▽

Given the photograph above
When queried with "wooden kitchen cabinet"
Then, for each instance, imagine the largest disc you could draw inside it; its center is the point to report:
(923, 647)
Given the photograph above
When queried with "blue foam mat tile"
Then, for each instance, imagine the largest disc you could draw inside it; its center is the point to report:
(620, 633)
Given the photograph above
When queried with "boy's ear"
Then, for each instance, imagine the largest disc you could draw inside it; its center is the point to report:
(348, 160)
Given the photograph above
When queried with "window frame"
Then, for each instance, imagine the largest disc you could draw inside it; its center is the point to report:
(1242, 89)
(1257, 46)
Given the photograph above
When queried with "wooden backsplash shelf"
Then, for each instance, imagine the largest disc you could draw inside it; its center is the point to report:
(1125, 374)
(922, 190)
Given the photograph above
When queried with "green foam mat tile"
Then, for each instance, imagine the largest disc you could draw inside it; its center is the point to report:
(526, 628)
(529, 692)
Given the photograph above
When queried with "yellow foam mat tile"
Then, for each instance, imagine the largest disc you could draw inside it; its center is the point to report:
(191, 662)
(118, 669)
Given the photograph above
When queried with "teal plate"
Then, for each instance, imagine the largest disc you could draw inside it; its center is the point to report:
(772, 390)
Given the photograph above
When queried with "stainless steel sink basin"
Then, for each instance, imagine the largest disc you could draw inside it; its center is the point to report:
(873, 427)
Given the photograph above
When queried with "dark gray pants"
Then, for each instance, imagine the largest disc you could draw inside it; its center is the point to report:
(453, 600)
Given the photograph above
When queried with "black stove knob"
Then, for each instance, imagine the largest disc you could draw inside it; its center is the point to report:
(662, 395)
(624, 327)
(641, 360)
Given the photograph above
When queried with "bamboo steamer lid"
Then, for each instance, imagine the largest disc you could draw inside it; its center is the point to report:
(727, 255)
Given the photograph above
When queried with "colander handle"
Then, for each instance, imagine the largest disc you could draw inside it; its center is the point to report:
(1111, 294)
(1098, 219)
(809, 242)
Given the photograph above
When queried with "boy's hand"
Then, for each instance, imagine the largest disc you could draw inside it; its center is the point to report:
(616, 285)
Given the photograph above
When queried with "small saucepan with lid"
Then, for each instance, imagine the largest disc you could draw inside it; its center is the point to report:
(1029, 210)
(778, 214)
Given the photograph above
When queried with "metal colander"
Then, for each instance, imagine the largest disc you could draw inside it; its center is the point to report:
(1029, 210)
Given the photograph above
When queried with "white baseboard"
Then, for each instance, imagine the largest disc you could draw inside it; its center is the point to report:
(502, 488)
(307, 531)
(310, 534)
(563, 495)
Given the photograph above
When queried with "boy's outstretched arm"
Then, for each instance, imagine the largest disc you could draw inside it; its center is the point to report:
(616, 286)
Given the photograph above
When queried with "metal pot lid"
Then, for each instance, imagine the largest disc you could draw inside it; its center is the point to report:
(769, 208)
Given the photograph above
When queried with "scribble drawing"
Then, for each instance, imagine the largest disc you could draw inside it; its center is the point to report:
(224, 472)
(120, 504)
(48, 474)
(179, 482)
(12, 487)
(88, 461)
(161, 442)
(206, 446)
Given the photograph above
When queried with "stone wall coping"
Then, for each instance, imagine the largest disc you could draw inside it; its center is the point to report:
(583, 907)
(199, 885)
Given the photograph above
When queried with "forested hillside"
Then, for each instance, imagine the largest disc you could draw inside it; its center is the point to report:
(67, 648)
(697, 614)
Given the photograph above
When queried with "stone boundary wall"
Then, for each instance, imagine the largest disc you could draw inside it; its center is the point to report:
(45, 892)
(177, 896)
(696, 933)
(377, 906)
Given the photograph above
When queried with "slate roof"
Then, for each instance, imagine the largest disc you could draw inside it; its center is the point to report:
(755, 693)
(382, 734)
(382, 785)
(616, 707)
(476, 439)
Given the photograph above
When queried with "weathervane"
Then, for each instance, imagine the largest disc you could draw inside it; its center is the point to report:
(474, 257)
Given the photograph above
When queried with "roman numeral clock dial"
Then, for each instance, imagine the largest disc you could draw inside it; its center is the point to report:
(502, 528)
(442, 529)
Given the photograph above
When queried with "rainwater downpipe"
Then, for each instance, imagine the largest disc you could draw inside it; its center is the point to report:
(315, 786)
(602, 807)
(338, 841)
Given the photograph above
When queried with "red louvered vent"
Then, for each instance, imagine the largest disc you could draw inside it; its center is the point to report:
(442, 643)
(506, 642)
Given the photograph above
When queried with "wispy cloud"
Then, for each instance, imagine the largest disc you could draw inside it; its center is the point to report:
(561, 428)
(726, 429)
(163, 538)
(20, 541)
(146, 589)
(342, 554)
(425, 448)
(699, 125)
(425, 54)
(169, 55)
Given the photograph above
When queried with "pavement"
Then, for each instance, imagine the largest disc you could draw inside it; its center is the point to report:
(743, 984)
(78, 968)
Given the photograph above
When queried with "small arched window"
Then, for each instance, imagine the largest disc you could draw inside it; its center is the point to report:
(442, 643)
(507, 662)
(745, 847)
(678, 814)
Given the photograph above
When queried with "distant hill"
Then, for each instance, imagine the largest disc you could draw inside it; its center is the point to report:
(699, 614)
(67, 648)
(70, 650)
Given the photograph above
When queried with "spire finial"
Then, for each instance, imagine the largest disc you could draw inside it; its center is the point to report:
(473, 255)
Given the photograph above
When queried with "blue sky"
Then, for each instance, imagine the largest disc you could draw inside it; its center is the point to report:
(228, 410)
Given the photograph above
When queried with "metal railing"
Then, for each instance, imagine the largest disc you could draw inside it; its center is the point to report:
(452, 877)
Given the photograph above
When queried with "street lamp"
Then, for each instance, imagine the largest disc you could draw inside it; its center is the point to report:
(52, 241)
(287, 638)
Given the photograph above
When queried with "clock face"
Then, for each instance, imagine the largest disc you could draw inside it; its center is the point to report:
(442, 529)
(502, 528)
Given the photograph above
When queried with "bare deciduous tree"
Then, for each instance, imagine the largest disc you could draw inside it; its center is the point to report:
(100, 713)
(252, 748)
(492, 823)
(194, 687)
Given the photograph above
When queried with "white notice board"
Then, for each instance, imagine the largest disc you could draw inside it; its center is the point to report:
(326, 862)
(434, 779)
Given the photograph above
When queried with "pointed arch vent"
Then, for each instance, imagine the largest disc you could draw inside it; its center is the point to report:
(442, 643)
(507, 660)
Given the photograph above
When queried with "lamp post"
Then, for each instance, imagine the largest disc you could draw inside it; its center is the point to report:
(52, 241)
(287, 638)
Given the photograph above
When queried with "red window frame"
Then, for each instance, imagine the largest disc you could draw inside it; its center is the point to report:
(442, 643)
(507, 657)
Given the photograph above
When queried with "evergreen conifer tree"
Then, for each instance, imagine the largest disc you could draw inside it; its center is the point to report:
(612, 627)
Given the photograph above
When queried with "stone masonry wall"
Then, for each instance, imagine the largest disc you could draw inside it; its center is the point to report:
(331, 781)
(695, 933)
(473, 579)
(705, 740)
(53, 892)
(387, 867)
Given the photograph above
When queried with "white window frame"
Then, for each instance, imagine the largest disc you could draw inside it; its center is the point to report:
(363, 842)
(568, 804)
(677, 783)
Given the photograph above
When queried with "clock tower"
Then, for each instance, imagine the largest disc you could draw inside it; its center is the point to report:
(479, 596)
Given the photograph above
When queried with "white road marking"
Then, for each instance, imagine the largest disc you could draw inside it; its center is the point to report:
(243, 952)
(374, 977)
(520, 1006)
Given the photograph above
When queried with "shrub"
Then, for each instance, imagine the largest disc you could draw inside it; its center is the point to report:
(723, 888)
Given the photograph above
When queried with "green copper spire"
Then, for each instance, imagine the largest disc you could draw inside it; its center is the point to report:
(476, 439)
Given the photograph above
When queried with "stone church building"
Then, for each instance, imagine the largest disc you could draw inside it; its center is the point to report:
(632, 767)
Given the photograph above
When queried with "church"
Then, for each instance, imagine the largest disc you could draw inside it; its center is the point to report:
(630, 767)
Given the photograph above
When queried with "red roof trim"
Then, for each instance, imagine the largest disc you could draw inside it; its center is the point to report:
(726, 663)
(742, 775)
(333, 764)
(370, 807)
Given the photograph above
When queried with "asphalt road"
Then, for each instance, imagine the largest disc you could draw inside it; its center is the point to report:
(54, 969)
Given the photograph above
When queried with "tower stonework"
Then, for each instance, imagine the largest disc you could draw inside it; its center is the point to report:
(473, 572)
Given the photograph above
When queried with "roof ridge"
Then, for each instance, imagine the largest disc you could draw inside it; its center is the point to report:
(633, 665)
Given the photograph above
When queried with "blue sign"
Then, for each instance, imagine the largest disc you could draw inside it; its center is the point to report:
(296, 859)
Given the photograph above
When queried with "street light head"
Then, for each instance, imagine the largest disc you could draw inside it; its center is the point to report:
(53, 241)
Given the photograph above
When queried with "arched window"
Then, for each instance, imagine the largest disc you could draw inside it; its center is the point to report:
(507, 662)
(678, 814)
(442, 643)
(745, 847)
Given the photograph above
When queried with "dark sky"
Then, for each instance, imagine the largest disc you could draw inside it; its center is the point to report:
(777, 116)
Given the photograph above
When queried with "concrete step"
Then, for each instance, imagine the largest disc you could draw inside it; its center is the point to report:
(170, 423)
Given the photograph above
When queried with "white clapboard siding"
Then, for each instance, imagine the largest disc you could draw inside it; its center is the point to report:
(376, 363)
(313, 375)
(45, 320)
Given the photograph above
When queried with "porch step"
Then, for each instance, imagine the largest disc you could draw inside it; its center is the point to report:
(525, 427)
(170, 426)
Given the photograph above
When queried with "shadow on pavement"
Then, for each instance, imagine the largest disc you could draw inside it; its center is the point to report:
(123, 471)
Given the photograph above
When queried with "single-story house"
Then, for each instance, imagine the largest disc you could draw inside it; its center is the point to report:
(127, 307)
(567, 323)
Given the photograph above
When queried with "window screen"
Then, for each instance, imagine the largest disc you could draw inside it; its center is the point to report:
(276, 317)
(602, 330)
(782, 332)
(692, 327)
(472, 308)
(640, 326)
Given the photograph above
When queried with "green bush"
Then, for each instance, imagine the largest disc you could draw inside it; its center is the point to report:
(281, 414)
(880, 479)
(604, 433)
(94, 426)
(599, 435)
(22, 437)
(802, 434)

△

Report every line of the items above that contains the string "dark", matching case exactly.

### Response
When queried with "dark gray pants"
When queried with "dark sky"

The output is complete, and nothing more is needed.